Challenge: Retype all material exactly. Pictures stay out of the copy.
(begin)
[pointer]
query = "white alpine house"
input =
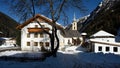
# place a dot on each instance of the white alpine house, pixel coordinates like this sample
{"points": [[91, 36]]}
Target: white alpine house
{"points": [[104, 42]]}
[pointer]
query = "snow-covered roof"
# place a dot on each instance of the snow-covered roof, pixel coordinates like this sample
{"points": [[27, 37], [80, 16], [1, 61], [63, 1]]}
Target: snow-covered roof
{"points": [[102, 33]]}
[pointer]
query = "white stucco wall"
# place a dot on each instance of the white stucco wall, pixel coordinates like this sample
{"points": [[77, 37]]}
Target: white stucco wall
{"points": [[105, 40]]}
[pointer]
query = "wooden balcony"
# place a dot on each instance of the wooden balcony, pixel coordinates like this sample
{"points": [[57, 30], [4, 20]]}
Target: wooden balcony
{"points": [[37, 30]]}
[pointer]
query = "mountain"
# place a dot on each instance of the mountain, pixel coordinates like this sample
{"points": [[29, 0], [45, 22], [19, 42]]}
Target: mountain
{"points": [[106, 17], [8, 26]]}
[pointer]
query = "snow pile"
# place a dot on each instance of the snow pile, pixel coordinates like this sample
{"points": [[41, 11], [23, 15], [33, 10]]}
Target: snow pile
{"points": [[21, 54], [65, 60]]}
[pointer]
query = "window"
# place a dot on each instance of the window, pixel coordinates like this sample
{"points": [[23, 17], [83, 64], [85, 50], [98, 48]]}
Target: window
{"points": [[43, 26], [36, 35], [41, 43], [41, 35], [47, 44], [107, 48], [28, 43], [35, 43], [28, 35], [115, 49], [36, 26], [100, 48]]}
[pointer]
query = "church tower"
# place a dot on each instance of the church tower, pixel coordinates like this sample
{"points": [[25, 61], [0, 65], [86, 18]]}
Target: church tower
{"points": [[74, 24]]}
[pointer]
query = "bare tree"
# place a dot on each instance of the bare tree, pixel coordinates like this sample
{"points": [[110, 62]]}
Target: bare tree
{"points": [[55, 9]]}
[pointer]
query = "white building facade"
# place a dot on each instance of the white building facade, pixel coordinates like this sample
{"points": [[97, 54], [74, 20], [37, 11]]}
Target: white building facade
{"points": [[32, 35]]}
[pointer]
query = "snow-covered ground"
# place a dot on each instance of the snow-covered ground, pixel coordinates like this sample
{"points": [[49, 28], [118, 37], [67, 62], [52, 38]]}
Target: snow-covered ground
{"points": [[66, 59]]}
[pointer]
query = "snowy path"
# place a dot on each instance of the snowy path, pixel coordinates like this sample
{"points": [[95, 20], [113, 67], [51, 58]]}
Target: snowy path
{"points": [[68, 60]]}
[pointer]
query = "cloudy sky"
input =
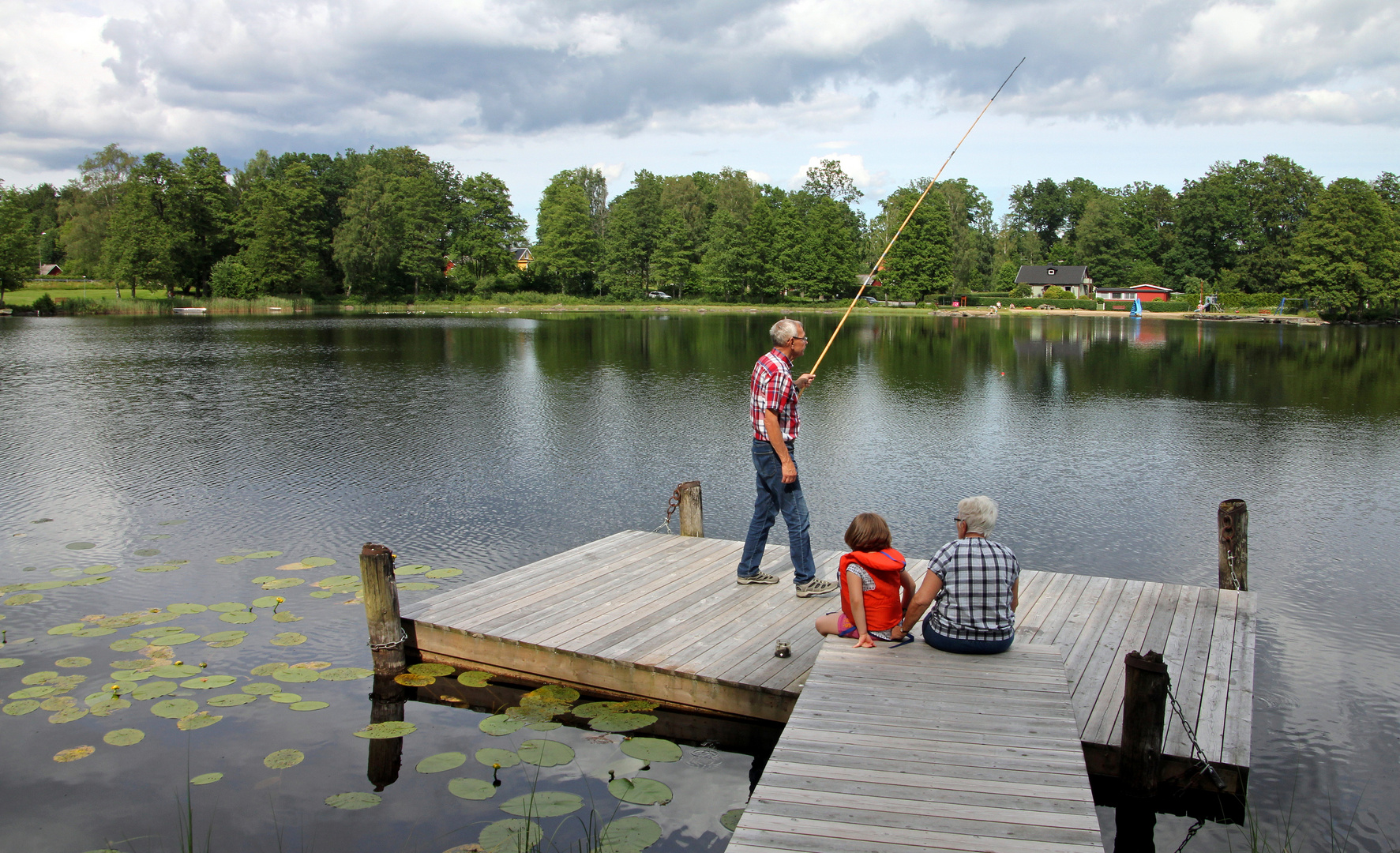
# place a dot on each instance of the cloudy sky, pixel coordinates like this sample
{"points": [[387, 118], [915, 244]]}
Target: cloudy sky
{"points": [[1112, 90]]}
(end)
Completed task:
[pointer]
query = "white alpine house"
input =
# place a dot on each instance of the white alpine house, pixel coordinates like this sample
{"points": [[91, 36]]}
Target: white alpine house
{"points": [[104, 42]]}
[pointer]
query = "snow-covered roof"
# place a dot on each instance of the snow-covered roof, pixel coordinates like this sample
{"points": [[27, 37], [80, 16], [1, 61], [63, 1]]}
Target: snow-covered roof
{"points": [[102, 33]]}
[pointer]
query = "white stucco wall"
# place a dot on each instance of the white stucco wall, pixel coordinates like this sample
{"points": [[77, 37]]}
Target: white stucco wall
{"points": [[105, 40]]}
[pointer]
query = "wooden balcony"
# place a dot on each instance of the wooden balcony, pixel coordinates like this sample
{"points": [[57, 30], [4, 20]]}
Target: wooden balcony
{"points": [[37, 30]]}
[pointer]
query = "mountain"
# place a dot on each instance of the mountain, pixel coordinates like this sample
{"points": [[29, 0], [45, 22], [19, 42]]}
Target: mountain
{"points": [[106, 17], [8, 26]]}
[pointer]
query = "snow pile"
# place a dot on each instance of the snow pile, pixel coordinates like this sample
{"points": [[41, 11], [23, 15], [33, 10]]}
Target: snow pile
{"points": [[21, 54], [65, 60]]}
[pointer]
query = "window"
# place a dot on each instance of the window, pixel coordinates like this sample
{"points": [[23, 17], [83, 64], [85, 50], [98, 48]]}
Target: window
{"points": [[43, 26], [36, 35], [41, 43], [41, 35], [47, 44], [107, 48], [28, 43], [35, 43], [28, 35], [115, 49], [36, 26], [100, 48]]}
[pointer]
query = "church tower"
# place a dot on each instance of the church tower, pixel coordinates like this sample
{"points": [[25, 61], [0, 65], [86, 18]]}
Target: church tower
{"points": [[74, 24]]}
[pointer]
query = "bare tree"
# place a dot on each instance of the bare tree, pixel coordinates like this sample
{"points": [[110, 62]]}
Target: bare tree
{"points": [[55, 9]]}
[pointer]
query = "white building facade"
# place a dot on each instance of the white building facade, pixel coordinates like this sample
{"points": [[97, 54], [74, 20], [37, 11]]}
Target: white building facade
{"points": [[32, 35]]}
[pointer]
query = "snow-covered ground"
# place a dot on each instance of the snow-covered ground, pixel coordinates like this sample
{"points": [[49, 28], [118, 37], [67, 62], [52, 38]]}
Target: snow-covered ground
{"points": [[66, 59]]}
[pointer]
query = "snowy path"
# place a dot on each instance of the snowy path, pixel coordinates like this sample
{"points": [[95, 20], [113, 67], [51, 58]]}
Target: snowy path
{"points": [[68, 60]]}
[pointer]
query = "cloudy sky"
input =
# place a dot on each instance of the cloudy sky, pixel coordinates like this sample
{"points": [[387, 118], [915, 244]]}
Target: cloudy sky
{"points": [[1112, 90]]}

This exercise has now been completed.